PROBLEM: Show every line in the entries below that contains the word "negative", copying each line in full.

SOURCE MATERIAL:
»»
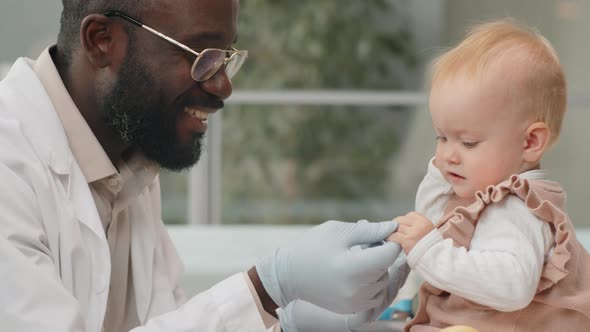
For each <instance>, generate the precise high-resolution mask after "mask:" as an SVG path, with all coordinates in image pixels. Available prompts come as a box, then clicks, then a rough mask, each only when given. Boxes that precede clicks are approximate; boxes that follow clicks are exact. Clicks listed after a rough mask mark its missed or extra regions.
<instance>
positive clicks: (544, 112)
mask: <svg viewBox="0 0 590 332" xmlns="http://www.w3.org/2000/svg"><path fill="white" fill-rule="evenodd" d="M565 110H566V82H565V77H564V73H563V69H562V66H561V64H560V62H559V59H558V58H557V55H556V53H555V51H554V49H553V47H552V46H551V45H550V43H549V42H548V41H547V40H546V39H545V38H543V37H542V36H540V35H539V34H538V33H536V32H533V31H530V30H529V29H527V28H525V27H521V26H519V25H517V24H516V23H514V22H512V21H510V20H501V21H495V22H490V23H486V24H482V25H479V26H477V27H475V28H474V29H473V30H472V31H471V32H470V33H469V34H468V35H467V37H466V38H465V39H464V40H463V41H462V42H461V43H460V44H459V45H458V46H456V47H455V48H453V49H451V50H450V51H448V52H446V53H445V54H443V55H442V56H441V57H439V58H438V59H437V60H436V62H435V63H434V66H433V72H432V80H431V92H430V113H431V117H432V123H433V127H434V130H435V132H436V141H437V145H436V152H435V156H434V158H433V159H432V160H431V161H430V163H429V165H428V171H427V174H426V176H425V177H424V180H423V181H422V183H421V184H420V187H419V188H418V192H417V195H416V212H411V213H409V214H407V215H405V216H402V217H398V218H396V219H395V221H397V222H398V224H399V227H398V230H397V231H396V232H395V233H393V234H392V235H391V236H390V237H389V240H391V241H395V242H398V243H400V244H401V246H402V248H403V249H404V251H405V253H406V254H407V255H408V264H409V265H410V266H411V268H412V269H413V270H414V271H415V272H417V274H418V275H420V276H421V277H422V279H424V280H425V283H424V284H423V285H422V286H421V288H420V293H419V309H418V311H417V313H416V316H415V318H414V319H413V320H412V321H411V322H410V323H408V325H407V326H406V328H405V331H412V332H414V331H437V330H438V329H440V328H444V327H447V326H451V325H469V326H471V327H474V328H476V329H478V330H479V331H480V332H481V331H558V330H559V331H582V330H587V329H588V328H589V326H590V256H589V255H588V253H587V252H586V251H585V250H584V249H583V247H582V246H581V245H580V243H579V242H578V240H577V239H576V237H575V234H574V227H573V225H572V223H571V221H570V220H569V218H568V215H567V213H566V212H565V193H564V191H563V189H562V188H561V186H560V185H559V184H558V183H556V182H552V181H549V180H548V179H547V174H546V172H545V171H544V170H543V169H542V168H541V157H542V156H543V154H544V152H545V151H546V150H547V149H548V147H550V146H551V145H552V144H553V143H555V141H556V140H557V138H558V137H559V134H560V129H561V123H562V120H563V117H564V114H565Z"/></svg>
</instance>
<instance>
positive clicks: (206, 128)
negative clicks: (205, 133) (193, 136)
mask: <svg viewBox="0 0 590 332" xmlns="http://www.w3.org/2000/svg"><path fill="white" fill-rule="evenodd" d="M216 111H217V109H213V108H202V107H185V108H184V112H183V113H182V114H183V115H184V116H183V117H182V120H181V121H182V123H183V125H184V126H187V127H189V129H190V130H191V131H197V132H205V131H207V120H208V118H209V114H212V113H215V112H216Z"/></svg>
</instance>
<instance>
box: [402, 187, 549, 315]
mask: <svg viewBox="0 0 590 332" xmlns="http://www.w3.org/2000/svg"><path fill="white" fill-rule="evenodd" d="M544 227H547V225H546V224H545V223H544V222H543V221H541V220H539V219H537V218H536V217H535V216H534V215H533V214H532V213H531V212H530V211H529V210H528V209H527V208H526V206H524V204H523V203H522V201H520V200H519V199H518V198H516V197H513V196H511V197H508V198H507V199H505V200H504V201H502V202H500V203H498V204H497V205H492V206H489V207H488V208H487V209H486V210H484V212H483V213H482V215H481V217H480V220H479V222H478V225H477V227H476V229H475V233H474V236H473V239H472V240H471V247H470V249H469V250H466V249H465V248H464V247H460V248H456V247H454V246H453V242H452V240H451V239H445V240H443V238H442V235H441V233H440V231H438V230H433V231H432V232H430V233H429V234H428V235H426V236H425V237H424V238H422V240H421V241H419V242H418V243H417V244H416V246H415V247H414V248H413V250H412V251H411V252H410V253H409V254H408V263H409V264H410V266H411V267H412V269H415V270H416V272H418V274H419V275H420V276H421V277H422V278H423V279H424V280H425V281H427V282H429V283H430V284H432V285H433V286H435V287H437V288H440V289H443V290H445V291H447V292H449V293H453V294H455V295H458V296H461V297H463V298H466V299H468V300H470V301H473V302H476V303H479V304H481V305H485V306H489V307H491V308H494V309H496V310H499V311H515V310H518V309H521V308H524V307H526V306H527V305H528V304H529V303H530V302H531V300H532V299H533V297H534V295H535V293H536V289H537V284H538V282H539V280H540V276H541V270H542V268H543V264H544V257H545V251H546V241H545V235H544V231H545V230H544Z"/></svg>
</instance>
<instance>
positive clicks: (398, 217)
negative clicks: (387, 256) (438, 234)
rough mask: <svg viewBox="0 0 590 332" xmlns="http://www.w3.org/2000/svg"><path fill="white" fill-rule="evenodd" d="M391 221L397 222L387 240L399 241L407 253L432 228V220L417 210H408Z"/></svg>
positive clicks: (394, 241)
mask: <svg viewBox="0 0 590 332" xmlns="http://www.w3.org/2000/svg"><path fill="white" fill-rule="evenodd" d="M393 221H395V222H397V223H398V225H399V226H398V227H397V231H395V232H394V233H392V234H391V235H390V236H388V237H387V239H386V240H387V241H393V242H397V243H399V244H400V245H401V246H402V248H403V249H404V252H405V253H406V254H409V253H410V251H411V250H412V249H413V248H414V246H415V245H416V243H418V241H420V239H422V238H423V237H424V236H425V235H426V234H428V233H430V231H432V230H433V229H434V225H432V222H431V221H430V220H428V219H427V218H426V217H424V216H423V215H421V214H419V213H418V212H410V213H408V214H406V215H405V216H401V217H397V218H395V219H393Z"/></svg>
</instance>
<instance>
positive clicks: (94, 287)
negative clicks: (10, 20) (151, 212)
mask: <svg viewBox="0 0 590 332" xmlns="http://www.w3.org/2000/svg"><path fill="white" fill-rule="evenodd" d="M31 66H32V61H30V60H27V59H24V58H21V59H19V60H17V62H15V64H14V66H13V67H12V69H11V71H10V72H9V73H8V75H7V77H6V78H5V80H3V81H2V82H1V83H0V328H1V329H2V330H3V331H19V332H28V331H30V332H33V331H34V332H38V331H56V332H70V331H88V332H99V331H101V329H102V323H103V319H104V315H105V310H106V305H107V295H108V288H109V282H110V269H111V267H110V264H111V263H110V253H109V247H108V244H107V240H106V237H105V233H104V230H103V226H102V224H101V221H100V219H99V216H98V213H97V211H96V207H95V205H94V200H93V198H92V195H91V193H90V189H89V187H88V184H87V183H86V180H85V178H84V176H83V175H82V172H81V170H80V168H79V166H78V164H77V163H76V160H75V159H74V158H73V155H72V152H71V150H70V148H69V145H68V141H67V138H66V136H65V132H64V130H63V127H62V125H61V122H60V120H59V117H58V116H57V114H56V112H55V110H54V109H53V106H52V104H51V102H50V100H49V97H48V96H47V94H46V93H45V90H44V89H43V86H42V84H41V82H40V81H39V80H38V79H37V77H36V75H35V73H34V71H33V69H32V68H31ZM156 204H159V202H157V203H156ZM131 236H132V238H134V239H141V241H132V242H133V244H132V248H131V256H132V262H133V266H132V269H133V282H134V287H135V293H136V302H137V315H138V317H139V319H140V321H141V322H142V324H145V325H144V326H141V327H138V328H136V329H134V330H133V331H136V332H144V331H150V332H151V331H170V332H180V331H203V332H205V331H264V330H265V328H264V324H263V322H262V319H261V318H260V315H259V312H258V309H257V307H256V304H255V302H254V299H253V297H252V295H251V293H250V291H249V289H248V286H247V283H246V280H245V278H244V275H243V274H241V273H240V274H236V275H234V276H232V277H230V278H228V279H226V280H225V281H222V282H221V283H219V284H217V285H216V286H214V287H212V288H211V289H209V290H208V291H206V292H203V293H201V294H199V295H197V296H195V297H193V298H192V299H189V300H188V301H187V302H186V303H184V297H183V293H182V291H181V289H180V287H179V277H180V274H181V273H182V264H181V262H180V260H179V258H178V256H177V254H176V251H175V249H174V247H173V244H172V242H171V240H170V238H169V237H168V234H167V232H166V230H165V228H164V226H163V225H162V223H161V222H158V223H151V222H146V223H145V227H140V228H134V229H133V230H132V235H131ZM195 254H197V255H208V254H211V253H202V252H200V253H195ZM183 303H184V304H183Z"/></svg>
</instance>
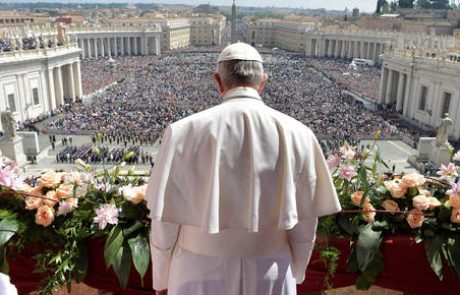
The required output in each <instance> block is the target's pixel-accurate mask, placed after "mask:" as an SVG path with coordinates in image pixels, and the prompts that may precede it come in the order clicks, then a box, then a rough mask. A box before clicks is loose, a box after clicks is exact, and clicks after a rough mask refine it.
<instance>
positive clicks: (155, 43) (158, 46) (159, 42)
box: [155, 37, 161, 55]
mask: <svg viewBox="0 0 460 295" xmlns="http://www.w3.org/2000/svg"><path fill="white" fill-rule="evenodd" d="M155 54H156V55H160V54H161V47H160V38H158V37H155Z"/></svg>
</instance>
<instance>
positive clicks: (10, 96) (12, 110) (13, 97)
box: [8, 94, 16, 113]
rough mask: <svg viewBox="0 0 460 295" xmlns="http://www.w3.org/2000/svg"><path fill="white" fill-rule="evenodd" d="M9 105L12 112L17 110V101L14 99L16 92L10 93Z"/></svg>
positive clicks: (9, 95)
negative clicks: (15, 100)
mask: <svg viewBox="0 0 460 295" xmlns="http://www.w3.org/2000/svg"><path fill="white" fill-rule="evenodd" d="M8 107H9V108H10V111H11V112H13V113H14V112H16V102H15V101H14V94H8Z"/></svg>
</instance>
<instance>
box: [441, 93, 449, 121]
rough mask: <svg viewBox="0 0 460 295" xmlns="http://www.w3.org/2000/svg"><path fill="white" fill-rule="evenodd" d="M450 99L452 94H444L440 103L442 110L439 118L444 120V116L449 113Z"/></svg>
mask: <svg viewBox="0 0 460 295" xmlns="http://www.w3.org/2000/svg"><path fill="white" fill-rule="evenodd" d="M451 98H452V93H450V92H444V99H443V101H442V109H441V114H440V116H441V118H444V114H446V113H449V108H450V100H451Z"/></svg>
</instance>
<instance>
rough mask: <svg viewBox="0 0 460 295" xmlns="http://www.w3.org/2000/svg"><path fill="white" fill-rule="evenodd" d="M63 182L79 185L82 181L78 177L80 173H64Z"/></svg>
mask: <svg viewBox="0 0 460 295" xmlns="http://www.w3.org/2000/svg"><path fill="white" fill-rule="evenodd" d="M64 182H65V183H69V184H76V185H81V184H82V183H83V181H82V180H81V177H80V173H78V172H70V173H66V174H64Z"/></svg>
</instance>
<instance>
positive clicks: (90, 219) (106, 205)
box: [0, 154, 150, 294]
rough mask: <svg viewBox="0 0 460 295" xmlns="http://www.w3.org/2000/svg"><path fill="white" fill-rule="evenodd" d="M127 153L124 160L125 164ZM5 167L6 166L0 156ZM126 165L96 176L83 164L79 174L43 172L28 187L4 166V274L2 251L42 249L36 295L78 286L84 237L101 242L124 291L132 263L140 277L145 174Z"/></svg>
mask: <svg viewBox="0 0 460 295" xmlns="http://www.w3.org/2000/svg"><path fill="white" fill-rule="evenodd" d="M130 156H131V155H129V154H126V155H124V158H125V160H128V159H129V157H130ZM3 163H8V162H7V160H5V159H3ZM123 167H124V163H121V164H119V165H117V166H115V167H113V168H111V169H104V170H103V171H102V172H100V173H97V172H95V171H92V168H91V166H89V165H88V164H86V163H84V162H83V161H81V160H78V161H77V168H78V171H74V172H54V171H48V172H46V173H43V174H42V175H40V177H38V178H37V179H36V181H34V182H35V185H33V186H29V185H26V184H25V183H23V182H21V181H20V180H19V178H18V177H17V171H16V170H15V167H14V165H6V164H5V165H2V167H1V169H0V185H1V192H0V194H2V196H1V197H2V202H0V220H1V221H0V253H1V254H2V255H0V265H1V271H2V272H4V273H7V272H8V264H7V261H6V257H7V253H9V252H10V251H11V252H12V253H14V252H18V251H22V250H23V249H24V248H26V247H29V248H31V247H32V248H33V247H35V245H41V246H44V250H43V251H40V252H39V254H38V255H37V256H36V257H35V258H36V260H37V271H38V272H42V273H44V274H45V282H44V284H43V286H41V288H40V290H39V293H40V294H51V293H52V291H53V290H55V289H56V288H57V287H59V286H60V285H67V286H68V288H69V289H70V282H71V280H73V279H74V280H76V281H77V282H81V281H83V279H84V278H85V275H86V271H87V267H88V258H87V257H88V255H87V253H88V249H87V244H86V240H87V239H88V238H103V239H104V240H105V246H104V258H105V262H106V265H107V267H110V266H112V268H113V270H114V271H115V273H116V275H117V277H118V279H119V282H120V285H121V286H122V287H123V288H125V287H126V285H127V282H128V278H129V274H130V272H131V262H132V264H133V265H134V267H135V269H136V271H137V272H138V273H139V275H140V277H141V278H143V277H144V275H145V273H146V272H147V268H148V265H149V262H150V247H149V225H150V222H149V219H148V210H147V208H146V202H145V200H144V199H145V192H146V183H145V176H146V175H135V174H134V170H133V169H131V170H127V171H123Z"/></svg>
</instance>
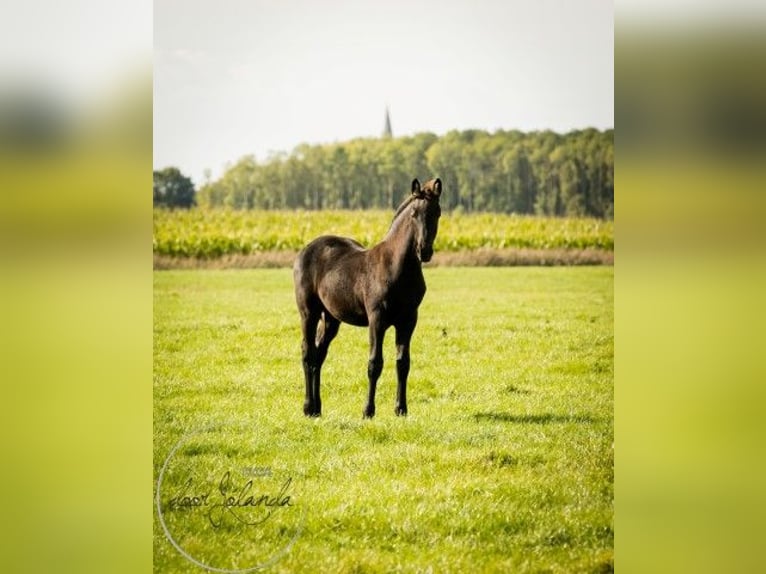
««
RESPONSE:
negative clicks: (205, 133) (193, 136)
negative clicks: (387, 256) (438, 234)
negative clicks: (10, 20) (151, 212)
negative clicks: (15, 100)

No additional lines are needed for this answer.